Stored data entries →
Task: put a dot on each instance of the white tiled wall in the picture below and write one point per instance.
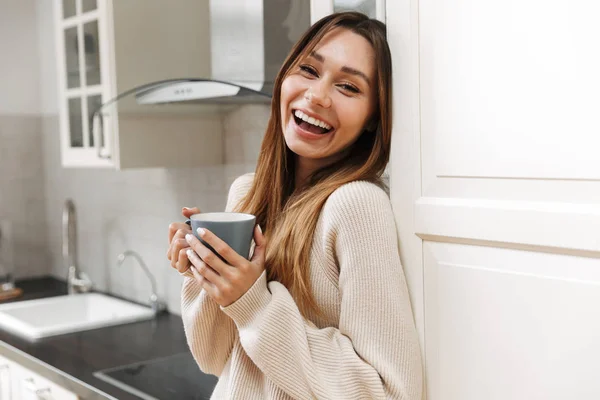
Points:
(21, 193)
(119, 210)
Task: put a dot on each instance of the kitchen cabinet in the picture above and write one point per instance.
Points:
(19, 383)
(106, 47)
(321, 8)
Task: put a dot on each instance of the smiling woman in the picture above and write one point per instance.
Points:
(321, 308)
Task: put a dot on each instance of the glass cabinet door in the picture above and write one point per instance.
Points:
(82, 75)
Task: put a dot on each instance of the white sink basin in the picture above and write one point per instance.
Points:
(36, 319)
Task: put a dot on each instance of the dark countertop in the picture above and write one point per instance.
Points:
(80, 354)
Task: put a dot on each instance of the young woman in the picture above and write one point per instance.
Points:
(321, 311)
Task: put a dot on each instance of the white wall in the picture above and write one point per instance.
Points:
(21, 178)
(20, 67)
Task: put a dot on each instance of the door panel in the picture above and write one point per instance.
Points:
(509, 324)
(495, 168)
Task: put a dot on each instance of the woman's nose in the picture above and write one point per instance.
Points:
(318, 96)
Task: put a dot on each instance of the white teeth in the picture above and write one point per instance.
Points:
(311, 120)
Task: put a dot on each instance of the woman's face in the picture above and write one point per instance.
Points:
(328, 99)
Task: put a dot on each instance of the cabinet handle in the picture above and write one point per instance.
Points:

DESCRIPTION OF THE TASK → The answer to this exercise is one number: how many lines of the records above contain the string "cabinet".

EXERCISE RESPONSE → 3